- [Exercise description]: Report back every line in the data that includes the string "target".

- [Extracted data]:

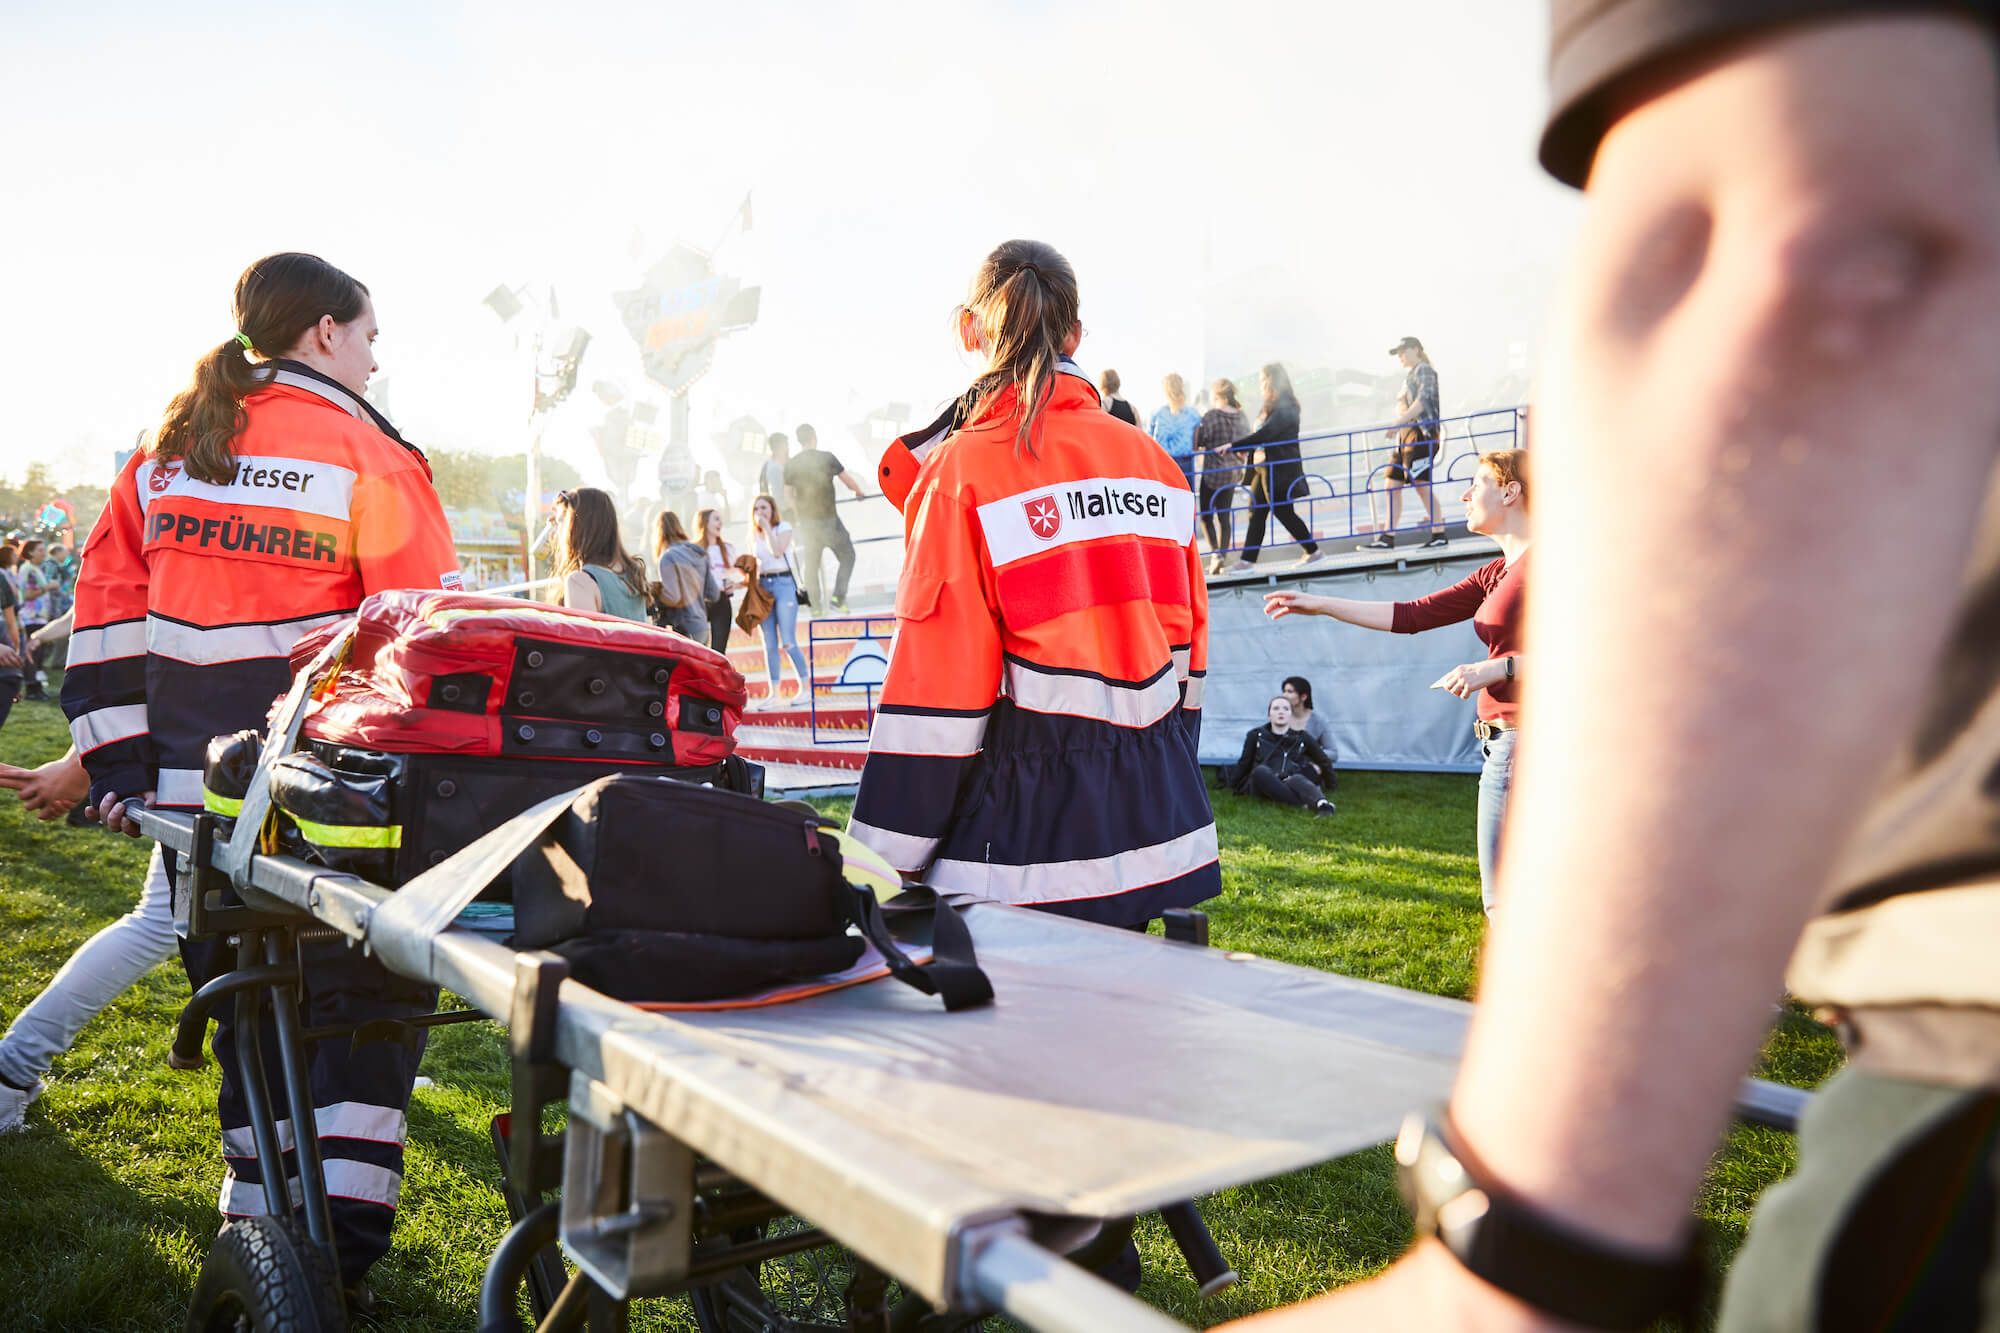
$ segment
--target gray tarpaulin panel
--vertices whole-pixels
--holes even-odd
[[[1408,568],[1334,570],[1283,579],[1280,587],[1360,601],[1400,602],[1449,587],[1498,555]],[[1208,683],[1202,694],[1201,759],[1231,763],[1243,733],[1264,724],[1264,710],[1286,676],[1313,684],[1315,709],[1333,728],[1335,761],[1352,768],[1472,770],[1479,748],[1473,703],[1430,683],[1461,662],[1486,656],[1471,622],[1425,634],[1384,634],[1323,616],[1264,616],[1271,585],[1211,583],[1208,589]]]

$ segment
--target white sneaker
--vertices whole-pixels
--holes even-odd
[[[32,1088],[16,1088],[0,1083],[0,1134],[12,1134],[21,1127],[22,1120],[27,1117],[28,1107],[34,1103],[35,1098],[42,1095],[45,1086],[47,1085],[40,1079],[35,1080],[35,1086]]]

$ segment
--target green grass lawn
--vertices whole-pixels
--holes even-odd
[[[16,705],[0,758],[39,763],[67,743],[53,704]],[[1214,942],[1306,967],[1464,997],[1479,945],[1470,777],[1348,774],[1340,814],[1312,819],[1217,797],[1223,895]],[[840,803],[829,803],[838,809]],[[145,845],[26,818],[0,796],[0,1017],[11,1019],[98,927],[137,898]],[[0,1326],[9,1330],[177,1328],[217,1226],[215,1071],[179,1074],[166,1047],[187,986],[155,971],[59,1060],[27,1128],[0,1137]],[[1635,1016],[1632,1039],[1645,1040]],[[1766,1077],[1811,1086],[1839,1051],[1794,1012],[1773,1037]],[[379,1326],[473,1327],[479,1276],[506,1226],[487,1122],[504,1109],[497,1028],[433,1034],[410,1111],[395,1251],[378,1265]],[[1791,1140],[1738,1130],[1700,1208],[1732,1254],[1757,1194],[1789,1169]],[[1166,1229],[1142,1223],[1143,1295],[1199,1325],[1299,1300],[1380,1268],[1408,1240],[1386,1148],[1204,1201],[1242,1283],[1202,1303]],[[635,1311],[635,1328],[691,1328],[685,1305]]]

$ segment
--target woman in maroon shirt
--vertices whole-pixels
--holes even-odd
[[[1500,543],[1500,557],[1470,577],[1414,602],[1357,602],[1315,597],[1281,589],[1264,594],[1264,614],[1332,616],[1363,629],[1416,634],[1470,620],[1486,658],[1447,671],[1432,685],[1461,699],[1479,696],[1473,723],[1480,753],[1479,897],[1493,910],[1494,873],[1500,862],[1500,826],[1507,813],[1507,788],[1514,774],[1516,710],[1519,706],[1521,632],[1527,624],[1522,598],[1527,582],[1528,455],[1505,449],[1485,455],[1465,491],[1465,526]]]

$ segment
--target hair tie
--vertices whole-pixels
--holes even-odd
[[[250,345],[250,335],[242,332],[241,330],[239,330],[236,334],[236,341],[243,344],[243,350],[246,352],[254,352],[257,350],[255,347]]]

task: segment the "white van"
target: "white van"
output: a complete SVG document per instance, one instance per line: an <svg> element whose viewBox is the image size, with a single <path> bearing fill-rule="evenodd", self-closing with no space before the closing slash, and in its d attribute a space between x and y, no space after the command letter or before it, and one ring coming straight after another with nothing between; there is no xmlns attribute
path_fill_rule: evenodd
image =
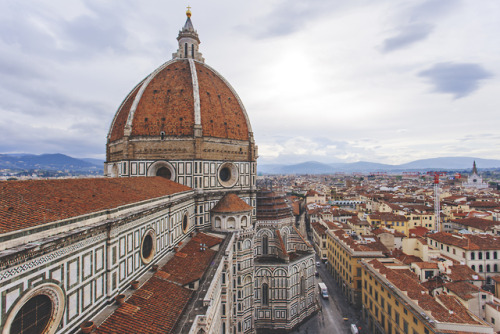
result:
<svg viewBox="0 0 500 334"><path fill-rule="evenodd" d="M351 324L351 334L359 334L356 324Z"/></svg>
<svg viewBox="0 0 500 334"><path fill-rule="evenodd" d="M318 283L318 288L319 288L319 295L323 299L328 299L328 289L326 288L326 284L321 282Z"/></svg>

- [Exercise solution]:
--target gray tarpaulin panel
--target white sneaker
--target green grass lawn
--target woman in maroon shirt
--target hair tie
target: "white van"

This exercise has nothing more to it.